*Material provided*.
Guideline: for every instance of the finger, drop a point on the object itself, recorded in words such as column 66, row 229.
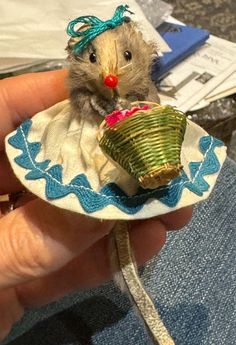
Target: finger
column 23, row 96
column 177, row 219
column 92, row 267
column 38, row 238
column 11, row 311
column 8, row 182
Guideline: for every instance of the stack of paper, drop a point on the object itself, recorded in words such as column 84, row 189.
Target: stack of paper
column 206, row 75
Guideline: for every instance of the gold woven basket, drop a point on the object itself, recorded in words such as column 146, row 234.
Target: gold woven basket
column 147, row 144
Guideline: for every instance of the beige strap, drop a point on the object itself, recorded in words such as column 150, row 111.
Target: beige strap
column 141, row 299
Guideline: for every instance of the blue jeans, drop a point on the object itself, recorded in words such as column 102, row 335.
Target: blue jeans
column 192, row 282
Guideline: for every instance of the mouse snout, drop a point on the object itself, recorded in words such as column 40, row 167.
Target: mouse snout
column 111, row 80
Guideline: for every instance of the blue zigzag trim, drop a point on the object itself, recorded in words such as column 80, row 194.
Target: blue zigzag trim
column 111, row 194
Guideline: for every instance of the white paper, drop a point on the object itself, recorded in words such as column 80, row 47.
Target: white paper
column 197, row 77
column 36, row 29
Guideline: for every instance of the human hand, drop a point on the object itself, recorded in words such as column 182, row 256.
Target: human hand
column 46, row 252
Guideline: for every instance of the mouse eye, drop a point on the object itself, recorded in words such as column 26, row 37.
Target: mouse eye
column 127, row 55
column 92, row 57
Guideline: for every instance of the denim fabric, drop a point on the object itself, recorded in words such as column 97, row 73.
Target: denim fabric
column 192, row 283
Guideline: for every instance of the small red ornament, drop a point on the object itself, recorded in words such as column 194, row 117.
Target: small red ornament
column 111, row 81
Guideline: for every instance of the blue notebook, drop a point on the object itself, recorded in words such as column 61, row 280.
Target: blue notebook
column 183, row 40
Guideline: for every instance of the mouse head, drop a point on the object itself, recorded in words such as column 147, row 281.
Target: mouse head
column 116, row 63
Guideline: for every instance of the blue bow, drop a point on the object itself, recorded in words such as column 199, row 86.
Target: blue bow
column 96, row 26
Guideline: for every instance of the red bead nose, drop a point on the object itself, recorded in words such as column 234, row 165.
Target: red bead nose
column 111, row 81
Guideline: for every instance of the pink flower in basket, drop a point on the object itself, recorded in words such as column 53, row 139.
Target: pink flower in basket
column 119, row 115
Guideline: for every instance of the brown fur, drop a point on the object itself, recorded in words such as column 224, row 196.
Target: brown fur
column 86, row 79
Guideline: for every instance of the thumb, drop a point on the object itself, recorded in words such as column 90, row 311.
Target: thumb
column 38, row 238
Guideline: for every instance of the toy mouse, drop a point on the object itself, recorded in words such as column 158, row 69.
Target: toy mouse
column 145, row 161
column 112, row 71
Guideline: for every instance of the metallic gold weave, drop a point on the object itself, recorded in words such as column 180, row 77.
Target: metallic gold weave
column 147, row 145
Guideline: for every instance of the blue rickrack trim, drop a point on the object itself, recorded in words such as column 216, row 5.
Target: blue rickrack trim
column 111, row 194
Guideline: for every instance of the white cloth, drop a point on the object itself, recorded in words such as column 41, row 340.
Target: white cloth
column 71, row 141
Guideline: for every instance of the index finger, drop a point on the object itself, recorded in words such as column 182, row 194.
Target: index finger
column 23, row 96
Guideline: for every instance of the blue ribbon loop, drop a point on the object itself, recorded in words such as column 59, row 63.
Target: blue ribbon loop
column 96, row 26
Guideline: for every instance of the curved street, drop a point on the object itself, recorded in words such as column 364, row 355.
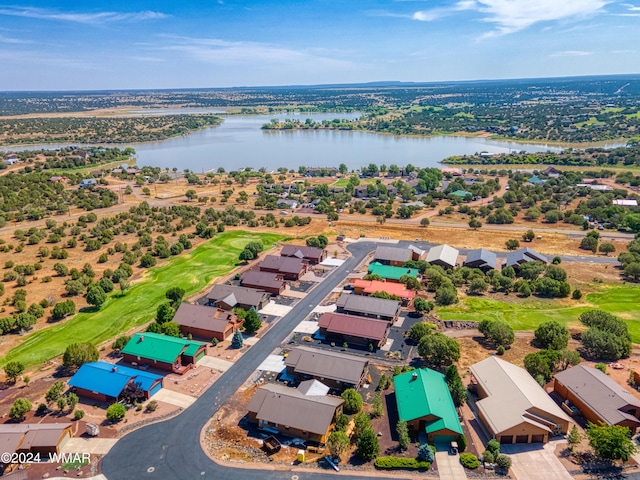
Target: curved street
column 171, row 449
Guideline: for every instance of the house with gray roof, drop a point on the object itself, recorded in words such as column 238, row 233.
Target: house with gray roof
column 598, row 397
column 524, row 255
column 372, row 307
column 394, row 256
column 228, row 297
column 482, row 259
column 337, row 370
column 291, row 412
column 443, row 255
column 513, row 406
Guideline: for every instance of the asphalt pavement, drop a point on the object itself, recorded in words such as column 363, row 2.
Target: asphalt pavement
column 171, row 449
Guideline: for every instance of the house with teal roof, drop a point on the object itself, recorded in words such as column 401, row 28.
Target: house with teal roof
column 176, row 355
column 424, row 402
column 391, row 273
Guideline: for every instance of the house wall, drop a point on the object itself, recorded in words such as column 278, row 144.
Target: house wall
column 585, row 409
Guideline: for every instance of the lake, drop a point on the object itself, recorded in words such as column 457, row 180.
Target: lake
column 239, row 142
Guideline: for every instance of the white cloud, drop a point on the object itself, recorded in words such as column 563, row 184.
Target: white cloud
column 88, row 18
column 571, row 53
column 510, row 16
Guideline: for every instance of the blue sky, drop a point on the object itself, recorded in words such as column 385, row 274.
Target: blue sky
column 69, row 45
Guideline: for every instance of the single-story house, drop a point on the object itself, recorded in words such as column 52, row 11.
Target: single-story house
column 372, row 307
column 336, row 370
column 206, row 322
column 309, row 254
column 163, row 352
column 524, row 255
column 391, row 273
column 291, row 268
column 228, row 297
column 292, row 412
column 267, row 281
column 106, row 382
column 599, row 398
column 394, row 256
column 88, row 183
column 443, row 255
column 482, row 259
column 513, row 406
column 424, row 402
column 367, row 287
column 354, row 330
column 42, row 438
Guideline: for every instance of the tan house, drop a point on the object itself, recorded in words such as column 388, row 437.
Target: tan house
column 305, row 412
column 513, row 407
column 598, row 397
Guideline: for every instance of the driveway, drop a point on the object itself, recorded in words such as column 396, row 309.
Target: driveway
column 535, row 462
column 449, row 467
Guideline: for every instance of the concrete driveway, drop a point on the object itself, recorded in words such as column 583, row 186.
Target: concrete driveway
column 535, row 462
column 449, row 467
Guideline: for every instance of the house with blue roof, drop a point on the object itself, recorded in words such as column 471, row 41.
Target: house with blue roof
column 107, row 382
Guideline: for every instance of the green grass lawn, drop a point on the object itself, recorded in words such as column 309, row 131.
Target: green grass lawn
column 192, row 271
column 527, row 314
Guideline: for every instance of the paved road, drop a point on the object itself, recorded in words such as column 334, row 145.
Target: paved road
column 171, row 450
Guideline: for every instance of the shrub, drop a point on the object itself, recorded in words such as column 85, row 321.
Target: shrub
column 116, row 412
column 391, row 463
column 469, row 460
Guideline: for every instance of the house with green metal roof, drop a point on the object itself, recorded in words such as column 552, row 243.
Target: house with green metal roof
column 391, row 273
column 163, row 352
column 424, row 402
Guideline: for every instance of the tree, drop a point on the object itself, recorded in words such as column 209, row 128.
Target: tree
column 352, row 401
column 164, row 313
column 77, row 354
column 611, row 442
column 552, row 335
column 403, row 435
column 573, row 437
column 474, row 223
column 116, row 412
column 252, row 322
column 419, row 330
column 337, row 443
column 175, row 294
column 96, row 296
column 20, row 408
column 13, row 370
column 512, row 244
column 456, row 387
column 367, row 445
column 237, row 340
column 438, row 350
column 607, row 248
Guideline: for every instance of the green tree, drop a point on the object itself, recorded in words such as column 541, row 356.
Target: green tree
column 252, row 322
column 77, row 354
column 352, row 401
column 337, row 443
column 403, row 435
column 20, row 408
column 456, row 387
column 368, row 447
column 116, row 412
column 96, row 296
column 439, row 350
column 611, row 442
column 13, row 370
column 552, row 335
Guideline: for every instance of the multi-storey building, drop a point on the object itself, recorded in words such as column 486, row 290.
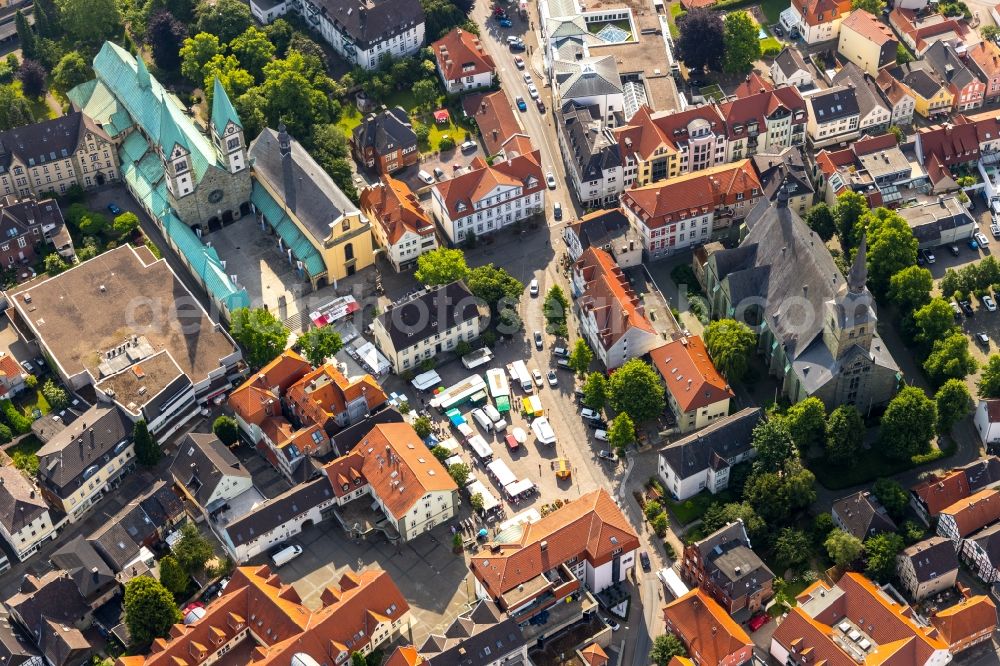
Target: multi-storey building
column 363, row 33
column 56, row 154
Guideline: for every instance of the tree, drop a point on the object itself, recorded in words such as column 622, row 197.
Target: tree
column 621, row 432
column 425, row 93
column 226, row 19
column 719, row 515
column 147, row 452
column 55, row 395
column 71, row 71
column 954, row 403
column 891, row 247
column 319, row 344
column 911, row 287
column 91, row 21
column 165, row 34
column 741, row 39
column 226, row 429
column 260, row 334
column 892, row 496
column 254, row 50
column 988, row 385
column 460, row 473
column 441, row 266
column 842, row 547
column 492, row 283
column 730, row 343
column 773, row 443
column 636, row 389
column 701, row 42
column 173, row 576
column 933, row 321
column 950, row 359
column 192, row 550
column 850, row 207
column 26, row 35
column 196, row 52
column 880, row 555
column 845, row 433
column 150, row 610
column 792, row 547
column 873, row 7
column 666, row 647
column 556, row 309
column 820, row 219
column 908, row 424
column 581, row 356
column 595, row 391
column 806, row 423
column 33, row 78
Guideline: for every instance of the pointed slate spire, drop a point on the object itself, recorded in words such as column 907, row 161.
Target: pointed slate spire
column 223, row 112
column 858, row 276
column 142, row 74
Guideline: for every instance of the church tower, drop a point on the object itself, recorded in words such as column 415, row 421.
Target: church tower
column 850, row 315
column 227, row 130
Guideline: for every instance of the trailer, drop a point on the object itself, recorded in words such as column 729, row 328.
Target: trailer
column 459, row 393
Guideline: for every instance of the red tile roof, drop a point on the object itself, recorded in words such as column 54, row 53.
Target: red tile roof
column 706, row 630
column 256, row 599
column 608, row 296
column 459, row 50
column 392, row 205
column 591, row 527
column 690, row 375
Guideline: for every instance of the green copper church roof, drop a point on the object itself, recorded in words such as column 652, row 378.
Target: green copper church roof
column 223, row 112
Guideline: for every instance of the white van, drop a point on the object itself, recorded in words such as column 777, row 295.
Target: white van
column 484, row 421
column 286, row 555
column 499, row 424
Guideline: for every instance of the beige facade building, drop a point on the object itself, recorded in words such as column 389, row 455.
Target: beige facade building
column 54, row 155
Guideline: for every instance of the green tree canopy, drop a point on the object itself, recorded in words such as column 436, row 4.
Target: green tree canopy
column 260, row 333
column 950, row 358
column 150, row 610
column 636, row 389
column 441, row 266
column 730, row 343
column 843, row 548
column 954, row 403
column 908, row 424
column 845, row 433
column 880, row 555
column 911, row 287
column 742, row 42
column 319, row 344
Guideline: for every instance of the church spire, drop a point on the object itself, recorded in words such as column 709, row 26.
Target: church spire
column 858, row 276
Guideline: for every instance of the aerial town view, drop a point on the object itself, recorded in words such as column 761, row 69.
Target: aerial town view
column 499, row 332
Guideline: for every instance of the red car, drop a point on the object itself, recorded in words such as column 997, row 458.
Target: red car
column 759, row 620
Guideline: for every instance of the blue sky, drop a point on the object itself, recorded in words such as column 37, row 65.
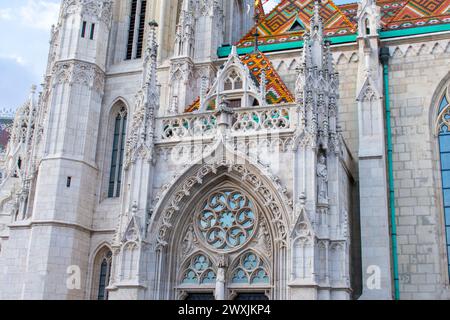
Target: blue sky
column 25, row 32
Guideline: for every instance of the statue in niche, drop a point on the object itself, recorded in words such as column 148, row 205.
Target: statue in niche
column 322, row 179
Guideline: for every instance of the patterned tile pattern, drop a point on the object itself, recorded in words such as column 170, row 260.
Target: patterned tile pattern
column 275, row 27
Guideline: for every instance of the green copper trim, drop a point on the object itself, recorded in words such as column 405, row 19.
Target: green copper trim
column 224, row 51
column 384, row 57
column 414, row 31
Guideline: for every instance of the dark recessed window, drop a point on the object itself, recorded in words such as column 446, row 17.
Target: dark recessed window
column 92, row 31
column 83, row 29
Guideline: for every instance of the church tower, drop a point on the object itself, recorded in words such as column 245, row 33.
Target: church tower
column 64, row 192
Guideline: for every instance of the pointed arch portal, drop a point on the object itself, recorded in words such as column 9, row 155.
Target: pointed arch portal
column 221, row 231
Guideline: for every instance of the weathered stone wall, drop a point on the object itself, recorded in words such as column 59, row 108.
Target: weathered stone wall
column 416, row 72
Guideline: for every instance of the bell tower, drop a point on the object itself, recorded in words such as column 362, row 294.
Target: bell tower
column 67, row 172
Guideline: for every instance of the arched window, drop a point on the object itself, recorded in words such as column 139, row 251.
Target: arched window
column 443, row 129
column 120, row 128
column 101, row 274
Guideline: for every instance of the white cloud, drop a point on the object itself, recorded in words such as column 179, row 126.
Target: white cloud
column 39, row 14
column 6, row 14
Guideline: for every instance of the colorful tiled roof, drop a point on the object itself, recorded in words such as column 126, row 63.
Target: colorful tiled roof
column 277, row 91
column 289, row 19
column 414, row 13
column 278, row 25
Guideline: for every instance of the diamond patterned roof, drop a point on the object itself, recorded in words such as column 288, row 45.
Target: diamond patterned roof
column 276, row 26
column 277, row 91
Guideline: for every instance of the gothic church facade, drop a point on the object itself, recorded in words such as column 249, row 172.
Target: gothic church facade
column 207, row 149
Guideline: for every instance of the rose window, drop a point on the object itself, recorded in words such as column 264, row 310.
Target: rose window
column 227, row 220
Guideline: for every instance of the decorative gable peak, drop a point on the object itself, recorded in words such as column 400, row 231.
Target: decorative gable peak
column 249, row 81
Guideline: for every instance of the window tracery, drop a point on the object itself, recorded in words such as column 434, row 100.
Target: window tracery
column 227, row 220
column 443, row 130
column 120, row 128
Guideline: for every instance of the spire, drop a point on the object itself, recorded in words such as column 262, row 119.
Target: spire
column 315, row 38
column 369, row 18
column 316, row 23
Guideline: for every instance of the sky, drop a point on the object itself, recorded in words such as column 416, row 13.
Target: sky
column 25, row 32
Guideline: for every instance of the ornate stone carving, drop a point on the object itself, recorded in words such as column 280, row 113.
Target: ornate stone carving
column 183, row 190
column 99, row 9
column 322, row 179
column 78, row 72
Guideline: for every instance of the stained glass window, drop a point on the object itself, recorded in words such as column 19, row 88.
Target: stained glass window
column 250, row 270
column 444, row 146
column 115, row 179
column 227, row 220
column 105, row 271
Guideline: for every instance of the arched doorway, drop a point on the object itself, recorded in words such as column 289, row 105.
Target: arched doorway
column 221, row 232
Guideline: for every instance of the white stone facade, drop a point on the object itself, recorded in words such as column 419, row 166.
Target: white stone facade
column 284, row 201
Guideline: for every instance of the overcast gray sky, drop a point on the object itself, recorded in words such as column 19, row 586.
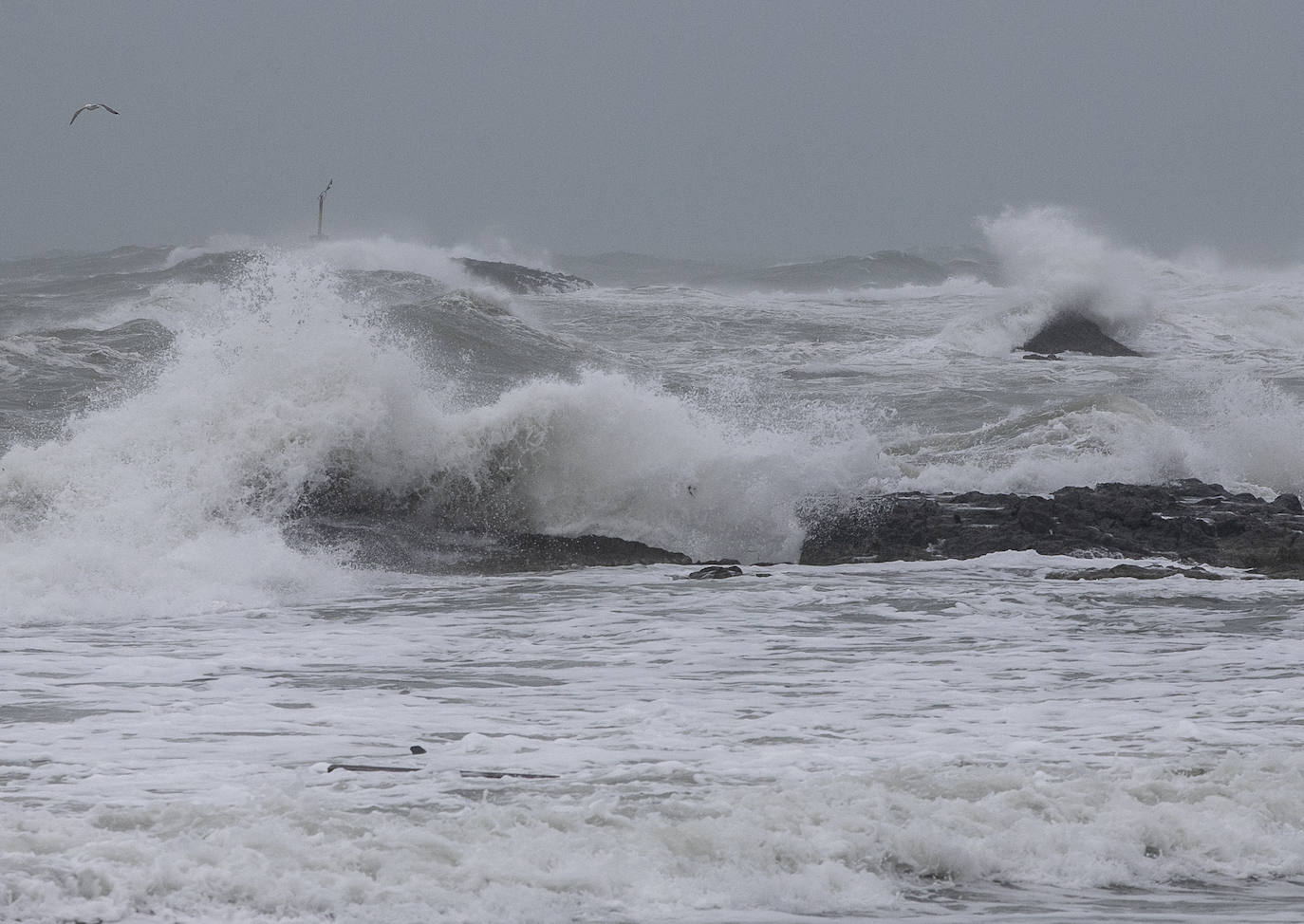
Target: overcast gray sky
column 797, row 129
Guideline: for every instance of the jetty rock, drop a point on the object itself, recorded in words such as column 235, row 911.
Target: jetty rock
column 523, row 279
column 1071, row 330
column 1185, row 520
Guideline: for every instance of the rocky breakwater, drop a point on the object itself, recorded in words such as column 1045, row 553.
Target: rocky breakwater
column 1187, row 522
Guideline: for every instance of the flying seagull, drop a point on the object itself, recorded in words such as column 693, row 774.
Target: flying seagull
column 91, row 105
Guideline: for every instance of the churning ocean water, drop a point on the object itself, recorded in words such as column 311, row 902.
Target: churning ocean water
column 214, row 589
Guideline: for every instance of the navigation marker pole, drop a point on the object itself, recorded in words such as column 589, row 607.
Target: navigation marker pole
column 321, row 209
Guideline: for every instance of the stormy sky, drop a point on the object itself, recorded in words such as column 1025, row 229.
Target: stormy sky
column 792, row 129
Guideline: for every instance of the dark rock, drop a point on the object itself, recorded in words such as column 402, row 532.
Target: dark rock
column 523, row 279
column 1289, row 502
column 1072, row 331
column 1175, row 520
column 717, row 571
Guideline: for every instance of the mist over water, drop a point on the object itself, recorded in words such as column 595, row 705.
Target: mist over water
column 956, row 739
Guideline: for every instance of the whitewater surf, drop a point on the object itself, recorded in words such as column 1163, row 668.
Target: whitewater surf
column 271, row 512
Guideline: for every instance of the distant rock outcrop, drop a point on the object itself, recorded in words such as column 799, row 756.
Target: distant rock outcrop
column 523, row 279
column 1185, row 520
column 1072, row 331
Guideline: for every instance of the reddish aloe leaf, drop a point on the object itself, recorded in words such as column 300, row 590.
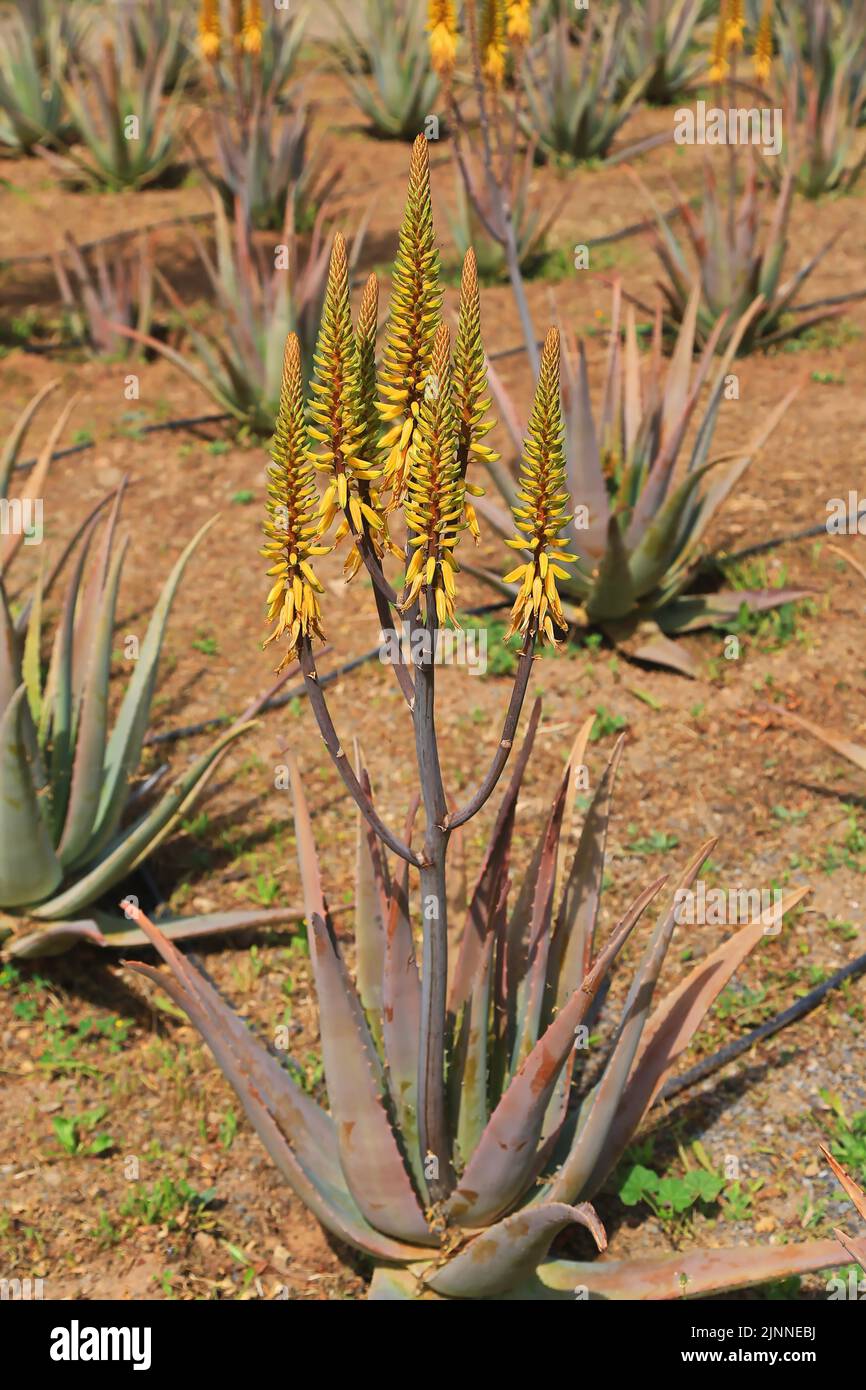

*What to produce*.
Please copy out, without changes, the lines in the records above from the line with "Guideline: for every instance of the red bead" to the line with "column 119, row 115", including both of those lines.

*Output of the task*.
Guideline: for every instance of the red bead nose, drop a point on the object itself, recorded in words such as column 234, row 165.
Target: red bead nose
column 111, row 81
Guideline: for every instance of the pink flower in basket, drop a point on the object itself, recorded in words such as column 53, row 139.
Target: pink flower in basket
column 119, row 115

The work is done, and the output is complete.